(Records)
"""

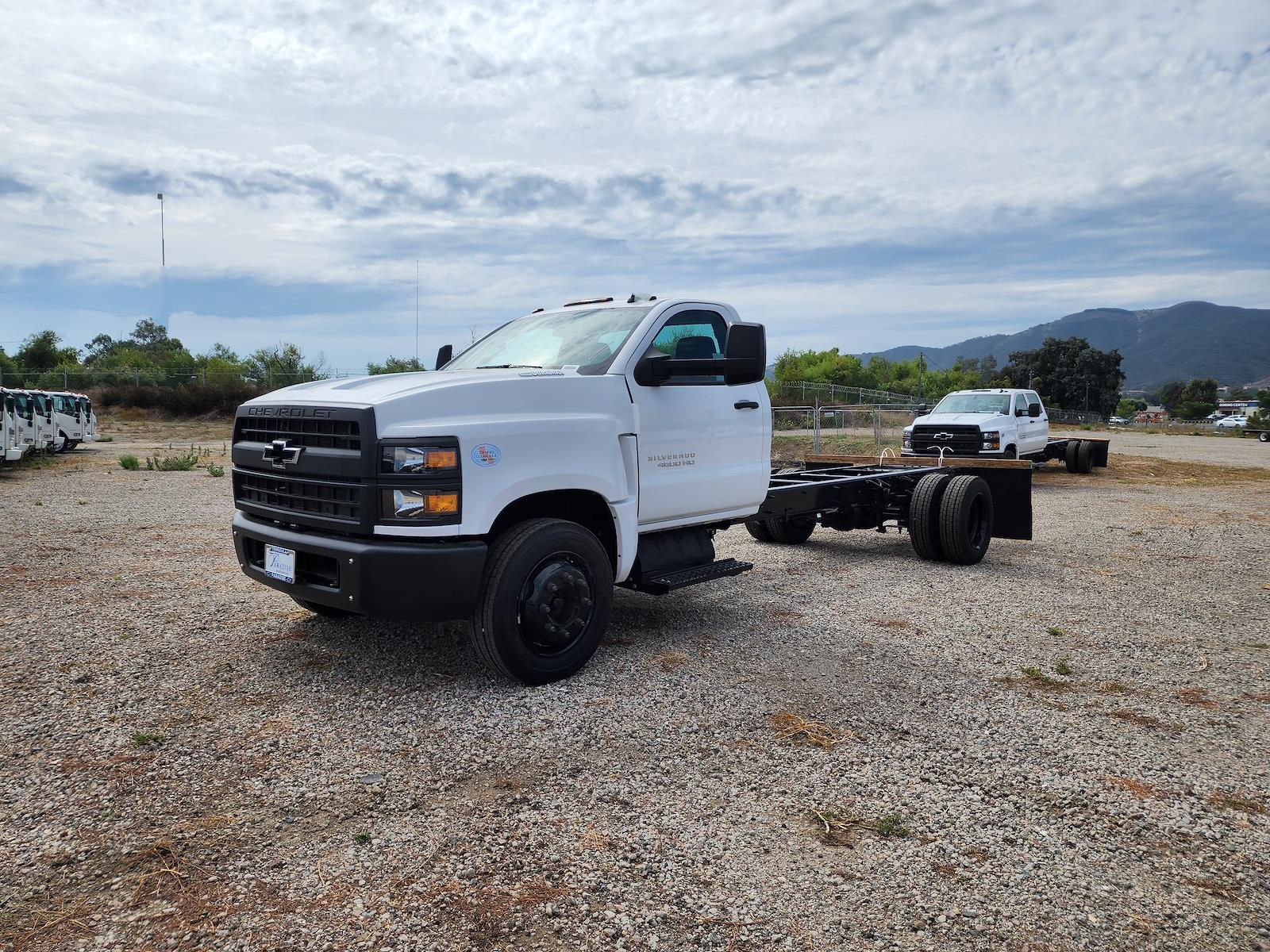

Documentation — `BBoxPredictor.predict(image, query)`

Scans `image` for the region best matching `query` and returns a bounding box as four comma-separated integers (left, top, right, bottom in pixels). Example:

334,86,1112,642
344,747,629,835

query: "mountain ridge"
857,301,1270,389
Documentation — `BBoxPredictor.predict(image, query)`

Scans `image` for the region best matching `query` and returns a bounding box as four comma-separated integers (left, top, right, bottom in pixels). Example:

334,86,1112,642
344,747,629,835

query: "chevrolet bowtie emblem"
264,440,303,470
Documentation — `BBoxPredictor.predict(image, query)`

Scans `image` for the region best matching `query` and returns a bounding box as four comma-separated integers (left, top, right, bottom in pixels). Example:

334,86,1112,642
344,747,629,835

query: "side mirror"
635,322,767,387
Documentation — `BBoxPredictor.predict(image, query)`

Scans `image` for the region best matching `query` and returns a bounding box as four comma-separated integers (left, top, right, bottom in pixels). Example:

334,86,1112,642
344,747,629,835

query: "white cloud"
0,0,1270,365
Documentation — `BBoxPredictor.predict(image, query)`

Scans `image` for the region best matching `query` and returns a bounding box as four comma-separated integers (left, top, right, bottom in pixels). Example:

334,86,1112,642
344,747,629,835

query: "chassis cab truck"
233,296,1031,683
0,387,27,463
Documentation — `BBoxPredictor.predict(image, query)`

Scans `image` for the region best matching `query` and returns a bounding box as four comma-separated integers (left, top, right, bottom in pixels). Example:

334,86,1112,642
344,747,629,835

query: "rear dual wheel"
745,516,815,546
908,472,992,565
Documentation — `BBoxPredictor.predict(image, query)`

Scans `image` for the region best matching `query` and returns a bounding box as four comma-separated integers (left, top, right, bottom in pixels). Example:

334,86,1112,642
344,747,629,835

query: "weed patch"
770,711,855,750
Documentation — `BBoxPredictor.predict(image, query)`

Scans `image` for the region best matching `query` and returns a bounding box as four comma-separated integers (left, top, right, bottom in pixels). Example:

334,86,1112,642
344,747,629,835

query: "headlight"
383,489,459,519
379,446,459,474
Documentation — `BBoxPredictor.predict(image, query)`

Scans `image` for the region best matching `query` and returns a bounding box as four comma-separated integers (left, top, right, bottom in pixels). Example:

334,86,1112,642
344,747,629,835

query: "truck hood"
240,370,553,408
912,414,1011,430
244,370,635,442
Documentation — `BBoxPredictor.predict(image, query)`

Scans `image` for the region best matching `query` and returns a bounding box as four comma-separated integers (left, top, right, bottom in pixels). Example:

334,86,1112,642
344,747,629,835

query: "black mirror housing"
635,322,767,387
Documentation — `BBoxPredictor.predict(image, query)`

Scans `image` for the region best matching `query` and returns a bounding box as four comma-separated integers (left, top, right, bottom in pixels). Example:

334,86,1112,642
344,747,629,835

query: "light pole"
159,192,167,268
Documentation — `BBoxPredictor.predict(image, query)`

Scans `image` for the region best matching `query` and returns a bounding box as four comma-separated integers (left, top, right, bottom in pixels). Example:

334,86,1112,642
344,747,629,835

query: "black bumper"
233,512,487,620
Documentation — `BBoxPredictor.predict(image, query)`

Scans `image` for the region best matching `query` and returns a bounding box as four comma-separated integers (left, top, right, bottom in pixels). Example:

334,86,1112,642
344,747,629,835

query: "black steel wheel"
472,519,614,684
767,516,815,546
1076,440,1094,472
745,519,772,542
291,595,357,618
1063,440,1082,472
908,472,952,562
940,476,992,565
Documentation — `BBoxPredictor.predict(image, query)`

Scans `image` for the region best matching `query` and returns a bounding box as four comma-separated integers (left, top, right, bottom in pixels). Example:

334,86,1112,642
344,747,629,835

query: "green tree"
14,330,80,372
1002,338,1124,415
366,354,428,376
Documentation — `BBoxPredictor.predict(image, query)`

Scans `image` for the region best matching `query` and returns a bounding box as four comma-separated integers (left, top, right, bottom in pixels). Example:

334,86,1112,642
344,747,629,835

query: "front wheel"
471,519,614,684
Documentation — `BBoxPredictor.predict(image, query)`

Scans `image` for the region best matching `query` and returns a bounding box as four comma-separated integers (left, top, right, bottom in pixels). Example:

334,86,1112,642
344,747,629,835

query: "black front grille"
912,424,983,455
233,416,362,452
233,470,364,523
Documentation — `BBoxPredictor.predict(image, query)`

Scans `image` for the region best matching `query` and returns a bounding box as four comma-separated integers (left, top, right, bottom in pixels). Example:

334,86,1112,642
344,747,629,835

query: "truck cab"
48,391,87,452
902,389,1049,459
233,294,1031,683
0,387,29,463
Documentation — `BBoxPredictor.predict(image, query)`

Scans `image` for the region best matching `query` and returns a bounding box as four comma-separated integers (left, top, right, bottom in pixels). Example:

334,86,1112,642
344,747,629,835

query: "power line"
0,290,146,317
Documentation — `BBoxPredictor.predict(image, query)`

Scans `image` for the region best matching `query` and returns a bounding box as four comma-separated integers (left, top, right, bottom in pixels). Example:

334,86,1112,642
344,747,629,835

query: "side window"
652,311,728,386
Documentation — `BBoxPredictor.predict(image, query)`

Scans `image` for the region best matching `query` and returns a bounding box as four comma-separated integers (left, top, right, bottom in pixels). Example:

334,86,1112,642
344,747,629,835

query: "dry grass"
652,651,688,674
1100,777,1171,800
1107,711,1170,730
1177,688,1217,711
770,711,855,750
1208,791,1266,814
1102,453,1270,487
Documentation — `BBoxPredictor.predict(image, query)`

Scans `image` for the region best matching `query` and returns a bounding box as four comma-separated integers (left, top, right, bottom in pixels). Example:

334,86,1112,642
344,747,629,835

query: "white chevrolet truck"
233,294,1031,683
900,387,1107,472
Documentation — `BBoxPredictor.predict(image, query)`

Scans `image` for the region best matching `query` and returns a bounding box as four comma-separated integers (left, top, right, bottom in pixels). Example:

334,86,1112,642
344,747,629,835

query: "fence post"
811,391,821,453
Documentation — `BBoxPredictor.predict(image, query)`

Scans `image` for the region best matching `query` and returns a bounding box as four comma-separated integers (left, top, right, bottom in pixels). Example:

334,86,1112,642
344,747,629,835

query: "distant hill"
860,301,1270,389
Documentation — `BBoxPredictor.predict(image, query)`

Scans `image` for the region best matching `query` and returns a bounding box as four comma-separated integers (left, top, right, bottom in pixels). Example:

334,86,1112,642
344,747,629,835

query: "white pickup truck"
233,294,1031,683
900,387,1107,472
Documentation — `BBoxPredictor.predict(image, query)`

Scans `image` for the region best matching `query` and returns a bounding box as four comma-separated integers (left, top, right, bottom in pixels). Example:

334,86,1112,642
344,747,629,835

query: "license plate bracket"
264,544,296,585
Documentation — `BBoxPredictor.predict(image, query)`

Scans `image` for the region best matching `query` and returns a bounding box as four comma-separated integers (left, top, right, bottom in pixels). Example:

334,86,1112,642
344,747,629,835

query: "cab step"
639,559,754,595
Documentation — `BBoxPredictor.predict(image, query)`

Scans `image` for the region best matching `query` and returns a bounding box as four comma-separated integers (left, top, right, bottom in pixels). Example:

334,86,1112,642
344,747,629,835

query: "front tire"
940,476,992,565
471,519,614,684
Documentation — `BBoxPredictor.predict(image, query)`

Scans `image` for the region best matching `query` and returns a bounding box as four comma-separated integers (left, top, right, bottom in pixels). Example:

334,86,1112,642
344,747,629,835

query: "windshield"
935,393,1010,414
446,307,650,373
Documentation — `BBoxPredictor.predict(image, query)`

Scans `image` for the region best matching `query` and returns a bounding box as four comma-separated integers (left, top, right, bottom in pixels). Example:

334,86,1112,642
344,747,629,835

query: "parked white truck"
233,294,1031,683
0,387,29,463
900,387,1107,472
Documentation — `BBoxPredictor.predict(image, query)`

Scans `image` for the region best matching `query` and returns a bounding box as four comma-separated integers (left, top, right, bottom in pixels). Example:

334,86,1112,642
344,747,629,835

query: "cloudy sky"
0,0,1270,368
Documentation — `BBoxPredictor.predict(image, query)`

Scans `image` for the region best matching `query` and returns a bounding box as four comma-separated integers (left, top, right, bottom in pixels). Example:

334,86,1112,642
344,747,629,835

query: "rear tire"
745,519,772,542
1076,440,1094,472
291,595,357,618
767,516,815,546
471,519,614,684
940,476,992,565
1063,440,1083,472
908,472,952,562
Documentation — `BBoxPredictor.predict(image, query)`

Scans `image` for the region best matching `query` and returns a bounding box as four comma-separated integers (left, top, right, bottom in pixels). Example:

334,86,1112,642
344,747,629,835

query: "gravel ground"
1056,430,1270,468
0,430,1270,952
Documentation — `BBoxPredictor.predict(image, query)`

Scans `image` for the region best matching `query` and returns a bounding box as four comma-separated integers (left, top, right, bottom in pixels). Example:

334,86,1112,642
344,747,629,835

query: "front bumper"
233,512,487,620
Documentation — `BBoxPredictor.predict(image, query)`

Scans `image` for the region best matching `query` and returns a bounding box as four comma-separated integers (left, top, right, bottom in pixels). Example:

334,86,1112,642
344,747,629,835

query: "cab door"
627,305,771,525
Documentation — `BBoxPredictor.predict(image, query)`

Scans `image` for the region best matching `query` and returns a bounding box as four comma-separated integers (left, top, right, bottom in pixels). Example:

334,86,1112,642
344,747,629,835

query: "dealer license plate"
264,544,296,585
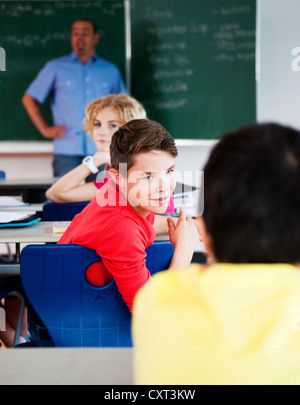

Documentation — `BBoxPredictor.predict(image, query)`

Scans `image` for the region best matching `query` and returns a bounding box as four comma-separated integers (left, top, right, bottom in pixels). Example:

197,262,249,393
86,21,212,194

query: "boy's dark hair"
110,119,177,174
203,123,300,264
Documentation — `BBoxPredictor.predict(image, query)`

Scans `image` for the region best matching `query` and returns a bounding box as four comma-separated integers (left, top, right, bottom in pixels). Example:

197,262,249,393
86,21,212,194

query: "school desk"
0,221,66,276
0,348,133,385
0,221,205,276
0,177,55,195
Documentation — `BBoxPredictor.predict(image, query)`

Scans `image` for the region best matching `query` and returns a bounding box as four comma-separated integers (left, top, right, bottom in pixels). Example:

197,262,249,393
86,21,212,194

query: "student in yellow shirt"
132,124,300,385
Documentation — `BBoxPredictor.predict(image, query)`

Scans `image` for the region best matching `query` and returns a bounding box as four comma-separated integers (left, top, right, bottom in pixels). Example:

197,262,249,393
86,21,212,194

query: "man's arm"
22,93,66,139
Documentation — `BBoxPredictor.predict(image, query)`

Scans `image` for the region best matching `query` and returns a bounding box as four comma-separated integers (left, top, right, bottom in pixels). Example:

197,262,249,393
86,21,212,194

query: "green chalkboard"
131,0,256,139
0,0,125,140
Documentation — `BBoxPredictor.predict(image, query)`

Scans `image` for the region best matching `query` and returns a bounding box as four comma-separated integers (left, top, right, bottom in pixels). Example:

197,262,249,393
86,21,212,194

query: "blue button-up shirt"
26,52,127,156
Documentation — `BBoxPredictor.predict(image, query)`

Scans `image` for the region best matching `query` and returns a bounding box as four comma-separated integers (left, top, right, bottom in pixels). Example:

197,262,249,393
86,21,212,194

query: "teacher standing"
22,18,127,177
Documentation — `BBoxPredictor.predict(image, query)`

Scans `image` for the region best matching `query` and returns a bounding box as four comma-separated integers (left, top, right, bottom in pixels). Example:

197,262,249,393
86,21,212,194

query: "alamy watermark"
0,307,6,332
0,47,6,72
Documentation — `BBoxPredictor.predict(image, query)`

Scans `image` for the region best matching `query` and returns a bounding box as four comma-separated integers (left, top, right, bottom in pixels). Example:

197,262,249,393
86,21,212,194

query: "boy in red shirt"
59,119,199,311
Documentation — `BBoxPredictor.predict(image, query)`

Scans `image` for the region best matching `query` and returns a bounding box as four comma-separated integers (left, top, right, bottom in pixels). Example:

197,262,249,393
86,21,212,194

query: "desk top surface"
0,221,66,243
0,221,205,248
0,348,133,385
0,177,55,188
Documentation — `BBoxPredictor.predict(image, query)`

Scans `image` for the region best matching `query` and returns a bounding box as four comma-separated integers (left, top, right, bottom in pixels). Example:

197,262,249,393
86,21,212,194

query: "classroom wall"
0,140,216,185
256,0,300,129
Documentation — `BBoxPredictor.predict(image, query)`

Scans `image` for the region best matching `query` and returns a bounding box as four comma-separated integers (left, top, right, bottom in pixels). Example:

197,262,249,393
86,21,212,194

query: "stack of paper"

"""

§ DIRECTIONS FOR THIS TASK: Lay out the lines of the records, from their start through the line containing "264,440,303,470", as a Markdown table with the columns Row and Line, where Row holds the row number and Line holds the line. Leave out the blank lines and the pictures.

§ ANSWER BELOW:
| Row | Line |
|---|---|
| 1 | Documentation — `BBoxPredictor.predict(image, query)` |
| 2 | Scans `image` for the region best matching `query` and returns a bounding box as four comma-separated integers (left, top, right, bottom in pixels). Example: |
| 3 | 334,86,1112,642 |
| 4 | 344,747,629,835 |
| 5 | query: "mountain ridge" |
| 6 | 857,301,1270,389 |
| 7 | Documentation — `BBoxPredictor.predict(image, query)` |
| 8 | Scans `image` for the region best matching `query` and returns a bounding box as four comma-separated integers (left, top, right, bottom in pixels). Example: |
| 9 | 334,86,1112,642 |
| 10 | 344,747,629,835 |
| 11 | query: "chevrolet bowtie emblem" |
| 12 | 264,440,303,470 |